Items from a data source
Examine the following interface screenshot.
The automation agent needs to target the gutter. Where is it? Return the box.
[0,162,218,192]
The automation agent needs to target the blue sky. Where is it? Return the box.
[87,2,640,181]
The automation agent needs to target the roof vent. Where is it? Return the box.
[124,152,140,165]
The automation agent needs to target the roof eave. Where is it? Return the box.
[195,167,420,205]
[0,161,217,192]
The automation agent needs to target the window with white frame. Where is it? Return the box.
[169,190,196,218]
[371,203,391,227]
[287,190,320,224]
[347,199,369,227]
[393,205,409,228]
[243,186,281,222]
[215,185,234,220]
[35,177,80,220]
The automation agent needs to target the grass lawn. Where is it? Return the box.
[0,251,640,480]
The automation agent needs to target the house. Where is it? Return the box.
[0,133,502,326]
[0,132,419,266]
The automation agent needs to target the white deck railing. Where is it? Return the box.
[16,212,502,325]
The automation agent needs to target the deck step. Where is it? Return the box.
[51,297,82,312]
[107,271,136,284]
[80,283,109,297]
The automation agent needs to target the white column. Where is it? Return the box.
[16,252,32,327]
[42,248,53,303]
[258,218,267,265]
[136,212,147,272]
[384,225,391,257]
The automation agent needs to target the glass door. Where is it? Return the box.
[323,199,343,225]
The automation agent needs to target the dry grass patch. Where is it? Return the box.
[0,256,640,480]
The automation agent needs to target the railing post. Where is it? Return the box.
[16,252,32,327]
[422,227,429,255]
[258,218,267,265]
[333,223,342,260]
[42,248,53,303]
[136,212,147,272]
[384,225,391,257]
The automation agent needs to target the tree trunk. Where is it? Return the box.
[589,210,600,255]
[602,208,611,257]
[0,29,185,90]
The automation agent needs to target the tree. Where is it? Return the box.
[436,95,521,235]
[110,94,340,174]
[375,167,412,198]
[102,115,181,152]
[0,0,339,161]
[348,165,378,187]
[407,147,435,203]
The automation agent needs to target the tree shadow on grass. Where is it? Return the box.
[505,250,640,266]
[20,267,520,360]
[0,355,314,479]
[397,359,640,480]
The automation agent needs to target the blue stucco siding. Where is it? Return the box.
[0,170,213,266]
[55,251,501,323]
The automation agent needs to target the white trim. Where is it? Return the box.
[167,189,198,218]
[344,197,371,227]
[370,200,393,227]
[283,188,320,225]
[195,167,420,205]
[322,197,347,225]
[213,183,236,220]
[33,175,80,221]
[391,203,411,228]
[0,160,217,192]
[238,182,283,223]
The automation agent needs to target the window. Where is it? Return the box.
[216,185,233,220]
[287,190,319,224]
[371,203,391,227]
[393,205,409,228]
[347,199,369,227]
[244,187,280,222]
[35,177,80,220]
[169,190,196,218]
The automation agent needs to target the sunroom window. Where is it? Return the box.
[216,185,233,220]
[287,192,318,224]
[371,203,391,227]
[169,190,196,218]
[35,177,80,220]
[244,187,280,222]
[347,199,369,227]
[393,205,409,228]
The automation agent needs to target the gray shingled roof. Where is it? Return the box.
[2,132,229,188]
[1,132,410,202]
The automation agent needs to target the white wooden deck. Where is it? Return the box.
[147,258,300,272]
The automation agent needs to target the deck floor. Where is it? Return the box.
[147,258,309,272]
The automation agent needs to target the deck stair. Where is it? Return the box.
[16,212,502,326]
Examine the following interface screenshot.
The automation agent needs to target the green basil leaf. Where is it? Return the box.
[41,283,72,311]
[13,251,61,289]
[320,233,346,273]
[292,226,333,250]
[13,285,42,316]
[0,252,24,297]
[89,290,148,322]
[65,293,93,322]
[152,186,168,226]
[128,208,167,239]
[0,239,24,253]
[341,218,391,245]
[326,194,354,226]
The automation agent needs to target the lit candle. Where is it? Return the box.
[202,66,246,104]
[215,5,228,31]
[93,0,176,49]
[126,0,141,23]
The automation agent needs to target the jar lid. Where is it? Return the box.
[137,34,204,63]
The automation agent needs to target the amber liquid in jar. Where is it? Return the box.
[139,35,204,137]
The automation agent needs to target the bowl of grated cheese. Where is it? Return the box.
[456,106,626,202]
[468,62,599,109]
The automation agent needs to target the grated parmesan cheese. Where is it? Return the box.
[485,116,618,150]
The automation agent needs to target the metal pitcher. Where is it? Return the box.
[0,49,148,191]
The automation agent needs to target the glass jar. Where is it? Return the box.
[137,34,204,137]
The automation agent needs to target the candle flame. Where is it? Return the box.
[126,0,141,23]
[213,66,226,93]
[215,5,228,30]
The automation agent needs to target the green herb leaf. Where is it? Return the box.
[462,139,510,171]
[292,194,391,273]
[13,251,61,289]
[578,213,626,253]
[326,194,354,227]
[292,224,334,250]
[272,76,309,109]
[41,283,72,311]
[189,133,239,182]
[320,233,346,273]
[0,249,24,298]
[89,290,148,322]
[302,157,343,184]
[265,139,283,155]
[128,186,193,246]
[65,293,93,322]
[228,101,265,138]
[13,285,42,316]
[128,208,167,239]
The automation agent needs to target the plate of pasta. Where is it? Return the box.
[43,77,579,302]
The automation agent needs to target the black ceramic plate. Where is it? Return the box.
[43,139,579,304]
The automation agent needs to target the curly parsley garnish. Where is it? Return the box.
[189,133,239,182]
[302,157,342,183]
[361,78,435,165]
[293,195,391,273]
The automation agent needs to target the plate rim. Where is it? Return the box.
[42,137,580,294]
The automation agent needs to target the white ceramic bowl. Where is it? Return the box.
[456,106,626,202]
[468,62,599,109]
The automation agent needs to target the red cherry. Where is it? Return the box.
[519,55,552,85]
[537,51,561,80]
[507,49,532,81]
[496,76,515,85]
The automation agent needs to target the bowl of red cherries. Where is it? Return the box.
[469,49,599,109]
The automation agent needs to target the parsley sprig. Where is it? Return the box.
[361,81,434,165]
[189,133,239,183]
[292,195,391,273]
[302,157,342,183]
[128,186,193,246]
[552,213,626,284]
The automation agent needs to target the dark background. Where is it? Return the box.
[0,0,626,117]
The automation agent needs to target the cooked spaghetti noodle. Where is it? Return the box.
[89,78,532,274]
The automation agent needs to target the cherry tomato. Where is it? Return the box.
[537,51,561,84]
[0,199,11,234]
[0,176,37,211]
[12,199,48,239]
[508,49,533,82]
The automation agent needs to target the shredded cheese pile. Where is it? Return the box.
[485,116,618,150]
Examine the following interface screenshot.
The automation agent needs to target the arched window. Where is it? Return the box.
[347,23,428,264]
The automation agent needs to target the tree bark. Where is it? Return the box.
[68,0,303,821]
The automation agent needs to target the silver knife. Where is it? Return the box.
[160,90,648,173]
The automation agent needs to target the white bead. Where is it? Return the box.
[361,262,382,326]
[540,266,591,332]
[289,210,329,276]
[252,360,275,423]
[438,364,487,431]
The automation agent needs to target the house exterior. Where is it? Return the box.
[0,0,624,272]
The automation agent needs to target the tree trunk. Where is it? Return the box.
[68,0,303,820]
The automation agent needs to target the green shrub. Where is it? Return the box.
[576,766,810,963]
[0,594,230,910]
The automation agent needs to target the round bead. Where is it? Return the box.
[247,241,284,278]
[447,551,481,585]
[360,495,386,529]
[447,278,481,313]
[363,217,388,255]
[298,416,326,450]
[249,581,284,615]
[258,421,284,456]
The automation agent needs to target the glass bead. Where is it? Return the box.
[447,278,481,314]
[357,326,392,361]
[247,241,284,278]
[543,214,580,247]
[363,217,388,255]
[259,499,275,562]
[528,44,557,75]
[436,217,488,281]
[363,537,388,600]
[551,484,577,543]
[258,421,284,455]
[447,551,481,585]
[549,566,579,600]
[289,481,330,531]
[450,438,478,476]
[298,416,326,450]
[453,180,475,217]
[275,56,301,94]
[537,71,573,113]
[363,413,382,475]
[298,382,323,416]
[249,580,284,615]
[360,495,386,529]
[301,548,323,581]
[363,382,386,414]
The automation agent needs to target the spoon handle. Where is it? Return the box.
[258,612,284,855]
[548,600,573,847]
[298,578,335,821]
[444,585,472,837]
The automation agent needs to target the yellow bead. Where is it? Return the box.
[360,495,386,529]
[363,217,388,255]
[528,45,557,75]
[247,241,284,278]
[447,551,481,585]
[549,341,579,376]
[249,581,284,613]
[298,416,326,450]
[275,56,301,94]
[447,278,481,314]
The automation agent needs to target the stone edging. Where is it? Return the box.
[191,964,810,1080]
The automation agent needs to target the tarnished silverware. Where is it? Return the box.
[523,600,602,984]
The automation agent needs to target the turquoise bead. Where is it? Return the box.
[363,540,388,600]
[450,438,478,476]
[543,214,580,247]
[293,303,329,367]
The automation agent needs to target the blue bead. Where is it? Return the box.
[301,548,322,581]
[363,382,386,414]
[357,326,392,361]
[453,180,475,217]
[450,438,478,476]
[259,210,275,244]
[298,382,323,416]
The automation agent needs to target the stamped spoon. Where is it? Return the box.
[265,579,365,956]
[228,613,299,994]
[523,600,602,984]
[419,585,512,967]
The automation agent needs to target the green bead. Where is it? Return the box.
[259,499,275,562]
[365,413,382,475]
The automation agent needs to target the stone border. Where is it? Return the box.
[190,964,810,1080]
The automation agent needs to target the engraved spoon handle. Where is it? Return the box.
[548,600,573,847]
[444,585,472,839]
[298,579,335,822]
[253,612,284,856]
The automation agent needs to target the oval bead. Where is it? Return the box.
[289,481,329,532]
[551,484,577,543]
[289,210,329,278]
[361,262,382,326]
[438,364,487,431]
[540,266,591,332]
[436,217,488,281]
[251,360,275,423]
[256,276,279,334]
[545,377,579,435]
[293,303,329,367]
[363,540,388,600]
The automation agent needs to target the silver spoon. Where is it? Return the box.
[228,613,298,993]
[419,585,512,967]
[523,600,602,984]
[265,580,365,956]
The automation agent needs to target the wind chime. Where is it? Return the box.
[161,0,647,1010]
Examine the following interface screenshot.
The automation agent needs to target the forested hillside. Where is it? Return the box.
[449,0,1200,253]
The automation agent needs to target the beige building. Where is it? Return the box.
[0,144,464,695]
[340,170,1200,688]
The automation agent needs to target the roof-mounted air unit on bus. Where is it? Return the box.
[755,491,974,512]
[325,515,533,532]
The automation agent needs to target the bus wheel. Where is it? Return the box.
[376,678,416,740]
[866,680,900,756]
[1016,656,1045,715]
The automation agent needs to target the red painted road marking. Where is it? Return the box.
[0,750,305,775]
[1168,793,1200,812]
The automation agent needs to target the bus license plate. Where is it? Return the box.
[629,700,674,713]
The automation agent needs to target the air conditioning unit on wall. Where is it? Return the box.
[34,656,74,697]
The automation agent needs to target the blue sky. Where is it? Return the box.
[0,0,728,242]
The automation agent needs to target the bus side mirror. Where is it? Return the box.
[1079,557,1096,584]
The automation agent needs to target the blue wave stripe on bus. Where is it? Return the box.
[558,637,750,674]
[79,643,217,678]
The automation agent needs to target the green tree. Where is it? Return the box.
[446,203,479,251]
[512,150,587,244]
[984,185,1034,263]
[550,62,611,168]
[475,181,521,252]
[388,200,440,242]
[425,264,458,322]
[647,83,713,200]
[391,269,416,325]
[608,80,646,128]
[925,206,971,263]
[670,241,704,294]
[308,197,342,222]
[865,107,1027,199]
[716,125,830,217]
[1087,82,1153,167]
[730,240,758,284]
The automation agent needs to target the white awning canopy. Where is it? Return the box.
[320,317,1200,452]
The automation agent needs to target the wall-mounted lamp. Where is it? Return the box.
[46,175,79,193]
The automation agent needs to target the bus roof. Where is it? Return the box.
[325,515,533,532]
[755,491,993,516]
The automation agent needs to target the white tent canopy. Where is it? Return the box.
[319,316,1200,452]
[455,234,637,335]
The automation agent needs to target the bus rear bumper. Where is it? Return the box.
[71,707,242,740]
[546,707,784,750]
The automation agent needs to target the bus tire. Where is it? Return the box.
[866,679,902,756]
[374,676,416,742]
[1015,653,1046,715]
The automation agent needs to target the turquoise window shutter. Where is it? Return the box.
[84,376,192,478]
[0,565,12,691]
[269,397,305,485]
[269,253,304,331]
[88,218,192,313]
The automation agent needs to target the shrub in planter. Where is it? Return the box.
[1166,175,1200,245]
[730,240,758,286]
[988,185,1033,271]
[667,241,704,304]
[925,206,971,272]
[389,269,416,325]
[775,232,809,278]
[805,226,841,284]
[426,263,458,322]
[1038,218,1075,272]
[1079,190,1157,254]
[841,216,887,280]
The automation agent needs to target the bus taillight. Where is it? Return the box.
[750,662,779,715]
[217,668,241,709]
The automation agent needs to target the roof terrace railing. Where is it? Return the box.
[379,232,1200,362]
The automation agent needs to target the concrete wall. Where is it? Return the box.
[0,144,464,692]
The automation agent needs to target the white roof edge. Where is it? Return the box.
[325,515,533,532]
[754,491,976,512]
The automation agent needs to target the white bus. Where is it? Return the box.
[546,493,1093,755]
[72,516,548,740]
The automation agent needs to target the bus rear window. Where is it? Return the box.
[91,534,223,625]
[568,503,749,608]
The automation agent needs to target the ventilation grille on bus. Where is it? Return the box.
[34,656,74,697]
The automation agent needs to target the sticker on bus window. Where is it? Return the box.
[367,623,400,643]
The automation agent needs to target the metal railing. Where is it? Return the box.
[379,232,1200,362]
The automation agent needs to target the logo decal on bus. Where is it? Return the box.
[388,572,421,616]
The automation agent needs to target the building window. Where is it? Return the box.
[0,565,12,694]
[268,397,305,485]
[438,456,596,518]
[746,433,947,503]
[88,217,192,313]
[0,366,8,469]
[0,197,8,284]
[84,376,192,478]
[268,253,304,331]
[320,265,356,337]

◆ Written exercise: Starting at the line containing "The automation agent needs to target the shredded" and ending at the line containing "[160,90,648,173]", switch "arched window" to "round window" and reproduce those entries with nothing else altered.

◆ Task answer:
The automation agent needs to target the shredded cheese pile. Where is it? Return the box.
[485,116,618,150]
Examine the following interface screenshot.
The automation agent needs to target the round window. Where is it? Return the box.
[347,23,428,264]
The automation agent needs to target the tree bark. Where is it? Return the box.
[68,0,303,821]
The automation agent needs to target the silver knife. Where is it? Return the box.
[160,90,648,173]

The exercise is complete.